━━ SUPPLIED RECORDS ━━
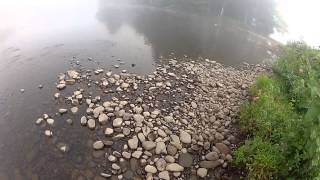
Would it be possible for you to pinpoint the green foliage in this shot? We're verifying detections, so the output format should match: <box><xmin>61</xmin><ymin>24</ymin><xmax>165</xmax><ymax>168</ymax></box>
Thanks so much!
<box><xmin>235</xmin><ymin>43</ymin><xmax>320</xmax><ymax>179</ymax></box>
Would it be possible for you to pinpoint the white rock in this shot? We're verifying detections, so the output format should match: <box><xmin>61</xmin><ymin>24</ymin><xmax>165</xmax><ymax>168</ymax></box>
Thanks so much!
<box><xmin>128</xmin><ymin>136</ymin><xmax>139</xmax><ymax>149</ymax></box>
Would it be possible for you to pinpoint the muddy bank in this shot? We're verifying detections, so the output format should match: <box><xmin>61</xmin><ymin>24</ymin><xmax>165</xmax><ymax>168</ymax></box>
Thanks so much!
<box><xmin>35</xmin><ymin>59</ymin><xmax>265</xmax><ymax>180</ymax></box>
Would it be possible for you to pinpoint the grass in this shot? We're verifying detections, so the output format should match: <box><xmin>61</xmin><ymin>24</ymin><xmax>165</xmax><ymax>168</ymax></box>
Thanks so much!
<box><xmin>234</xmin><ymin>42</ymin><xmax>320</xmax><ymax>180</ymax></box>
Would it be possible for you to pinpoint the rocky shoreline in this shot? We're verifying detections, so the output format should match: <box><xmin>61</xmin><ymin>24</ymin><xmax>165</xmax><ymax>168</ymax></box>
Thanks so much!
<box><xmin>36</xmin><ymin>59</ymin><xmax>266</xmax><ymax>180</ymax></box>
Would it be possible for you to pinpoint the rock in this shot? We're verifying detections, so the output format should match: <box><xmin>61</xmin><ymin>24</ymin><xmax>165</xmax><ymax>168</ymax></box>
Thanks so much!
<box><xmin>131</xmin><ymin>151</ymin><xmax>142</xmax><ymax>159</ymax></box>
<box><xmin>111</xmin><ymin>163</ymin><xmax>121</xmax><ymax>170</ymax></box>
<box><xmin>214</xmin><ymin>132</ymin><xmax>224</xmax><ymax>141</ymax></box>
<box><xmin>80</xmin><ymin>116</ymin><xmax>87</xmax><ymax>126</ymax></box>
<box><xmin>36</xmin><ymin>118</ymin><xmax>43</xmax><ymax>125</ymax></box>
<box><xmin>180</xmin><ymin>130</ymin><xmax>191</xmax><ymax>144</ymax></box>
<box><xmin>158</xmin><ymin>129</ymin><xmax>167</xmax><ymax>137</ymax></box>
<box><xmin>70</xmin><ymin>107</ymin><xmax>79</xmax><ymax>114</ymax></box>
<box><xmin>93</xmin><ymin>141</ymin><xmax>104</xmax><ymax>150</ymax></box>
<box><xmin>58</xmin><ymin>108</ymin><xmax>68</xmax><ymax>114</ymax></box>
<box><xmin>206</xmin><ymin>152</ymin><xmax>219</xmax><ymax>161</ymax></box>
<box><xmin>128</xmin><ymin>136</ymin><xmax>139</xmax><ymax>149</ymax></box>
<box><xmin>122</xmin><ymin>151</ymin><xmax>131</xmax><ymax>159</ymax></box>
<box><xmin>66</xmin><ymin>119</ymin><xmax>73</xmax><ymax>124</ymax></box>
<box><xmin>197</xmin><ymin>168</ymin><xmax>208</xmax><ymax>178</ymax></box>
<box><xmin>108</xmin><ymin>155</ymin><xmax>117</xmax><ymax>162</ymax></box>
<box><xmin>167</xmin><ymin>144</ymin><xmax>178</xmax><ymax>156</ymax></box>
<box><xmin>112</xmin><ymin>118</ymin><xmax>122</xmax><ymax>127</ymax></box>
<box><xmin>156</xmin><ymin>158</ymin><xmax>167</xmax><ymax>171</ymax></box>
<box><xmin>179</xmin><ymin>153</ymin><xmax>193</xmax><ymax>167</ymax></box>
<box><xmin>47</xmin><ymin>118</ymin><xmax>54</xmax><ymax>125</ymax></box>
<box><xmin>166</xmin><ymin>163</ymin><xmax>184</xmax><ymax>172</ymax></box>
<box><xmin>133</xmin><ymin>114</ymin><xmax>144</xmax><ymax>122</ymax></box>
<box><xmin>44</xmin><ymin>130</ymin><xmax>53</xmax><ymax>137</ymax></box>
<box><xmin>104</xmin><ymin>128</ymin><xmax>113</xmax><ymax>136</ymax></box>
<box><xmin>158</xmin><ymin>171</ymin><xmax>170</xmax><ymax>180</ymax></box>
<box><xmin>144</xmin><ymin>165</ymin><xmax>157</xmax><ymax>174</ymax></box>
<box><xmin>87</xmin><ymin>119</ymin><xmax>96</xmax><ymax>129</ymax></box>
<box><xmin>215</xmin><ymin>143</ymin><xmax>231</xmax><ymax>155</ymax></box>
<box><xmin>155</xmin><ymin>141</ymin><xmax>167</xmax><ymax>154</ymax></box>
<box><xmin>98</xmin><ymin>113</ymin><xmax>109</xmax><ymax>124</ymax></box>
<box><xmin>163</xmin><ymin>116</ymin><xmax>174</xmax><ymax>123</ymax></box>
<box><xmin>142</xmin><ymin>141</ymin><xmax>156</xmax><ymax>151</ymax></box>
<box><xmin>199</xmin><ymin>161</ymin><xmax>221</xmax><ymax>169</ymax></box>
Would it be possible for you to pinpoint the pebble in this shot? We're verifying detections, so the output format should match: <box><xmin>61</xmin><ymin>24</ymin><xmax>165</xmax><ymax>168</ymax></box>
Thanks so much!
<box><xmin>142</xmin><ymin>141</ymin><xmax>156</xmax><ymax>151</ymax></box>
<box><xmin>112</xmin><ymin>118</ymin><xmax>122</xmax><ymax>127</ymax></box>
<box><xmin>44</xmin><ymin>130</ymin><xmax>53</xmax><ymax>137</ymax></box>
<box><xmin>93</xmin><ymin>141</ymin><xmax>104</xmax><ymax>150</ymax></box>
<box><xmin>128</xmin><ymin>136</ymin><xmax>139</xmax><ymax>149</ymax></box>
<box><xmin>159</xmin><ymin>171</ymin><xmax>170</xmax><ymax>180</ymax></box>
<box><xmin>47</xmin><ymin>118</ymin><xmax>54</xmax><ymax>125</ymax></box>
<box><xmin>144</xmin><ymin>165</ymin><xmax>157</xmax><ymax>174</ymax></box>
<box><xmin>87</xmin><ymin>119</ymin><xmax>96</xmax><ymax>129</ymax></box>
<box><xmin>104</xmin><ymin>128</ymin><xmax>113</xmax><ymax>136</ymax></box>
<box><xmin>197</xmin><ymin>168</ymin><xmax>208</xmax><ymax>178</ymax></box>
<box><xmin>70</xmin><ymin>107</ymin><xmax>79</xmax><ymax>114</ymax></box>
<box><xmin>166</xmin><ymin>163</ymin><xmax>184</xmax><ymax>172</ymax></box>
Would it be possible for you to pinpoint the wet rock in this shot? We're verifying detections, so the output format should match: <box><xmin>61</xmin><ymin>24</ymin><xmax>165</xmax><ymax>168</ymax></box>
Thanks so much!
<box><xmin>144</xmin><ymin>165</ymin><xmax>157</xmax><ymax>174</ymax></box>
<box><xmin>166</xmin><ymin>163</ymin><xmax>184</xmax><ymax>172</ymax></box>
<box><xmin>180</xmin><ymin>130</ymin><xmax>191</xmax><ymax>144</ymax></box>
<box><xmin>197</xmin><ymin>168</ymin><xmax>208</xmax><ymax>178</ymax></box>
<box><xmin>179</xmin><ymin>153</ymin><xmax>193</xmax><ymax>167</ymax></box>
<box><xmin>92</xmin><ymin>141</ymin><xmax>104</xmax><ymax>150</ymax></box>
<box><xmin>215</xmin><ymin>143</ymin><xmax>231</xmax><ymax>155</ymax></box>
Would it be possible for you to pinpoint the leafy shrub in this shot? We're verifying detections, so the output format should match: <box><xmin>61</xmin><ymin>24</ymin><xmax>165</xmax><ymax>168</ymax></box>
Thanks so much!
<box><xmin>235</xmin><ymin>43</ymin><xmax>320</xmax><ymax>179</ymax></box>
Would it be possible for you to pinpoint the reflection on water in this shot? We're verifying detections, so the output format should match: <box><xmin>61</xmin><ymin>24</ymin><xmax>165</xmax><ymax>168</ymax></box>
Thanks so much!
<box><xmin>0</xmin><ymin>0</ymin><xmax>320</xmax><ymax>180</ymax></box>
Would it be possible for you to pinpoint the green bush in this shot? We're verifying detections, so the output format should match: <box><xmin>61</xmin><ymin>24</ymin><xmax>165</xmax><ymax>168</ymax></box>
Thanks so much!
<box><xmin>234</xmin><ymin>43</ymin><xmax>320</xmax><ymax>179</ymax></box>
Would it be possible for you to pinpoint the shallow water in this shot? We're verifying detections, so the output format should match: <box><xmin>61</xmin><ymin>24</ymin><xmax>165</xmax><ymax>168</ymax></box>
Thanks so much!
<box><xmin>0</xmin><ymin>0</ymin><xmax>318</xmax><ymax>180</ymax></box>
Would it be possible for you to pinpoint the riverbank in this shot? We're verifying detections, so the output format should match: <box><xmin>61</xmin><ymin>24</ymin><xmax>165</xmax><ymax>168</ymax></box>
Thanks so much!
<box><xmin>36</xmin><ymin>59</ymin><xmax>266</xmax><ymax>179</ymax></box>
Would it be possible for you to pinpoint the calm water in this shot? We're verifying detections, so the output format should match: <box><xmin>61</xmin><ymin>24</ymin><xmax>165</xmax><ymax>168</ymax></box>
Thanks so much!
<box><xmin>0</xmin><ymin>0</ymin><xmax>320</xmax><ymax>180</ymax></box>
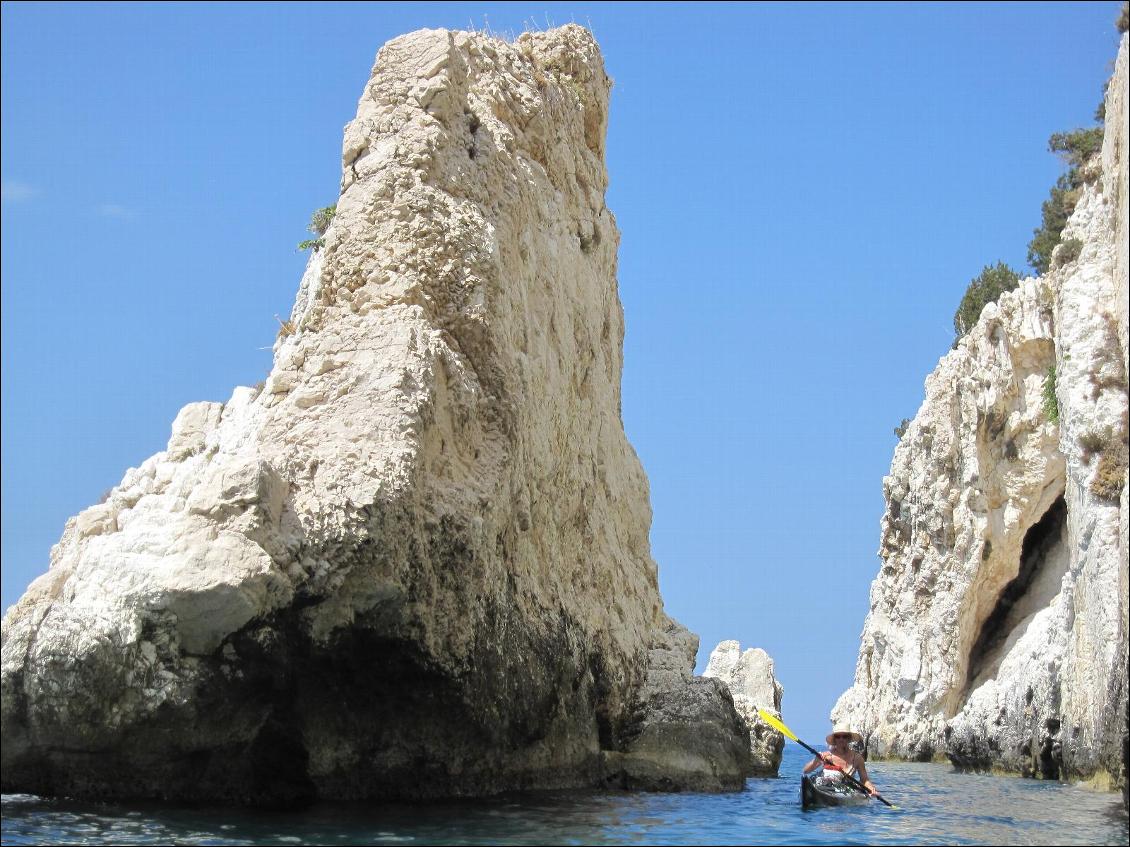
━━━
**GOAL OF THE EXERCISE**
Count the lines in the items above that contain the string "green" and give only the number.

**SOLUTION FOR THIS EXERCISE**
2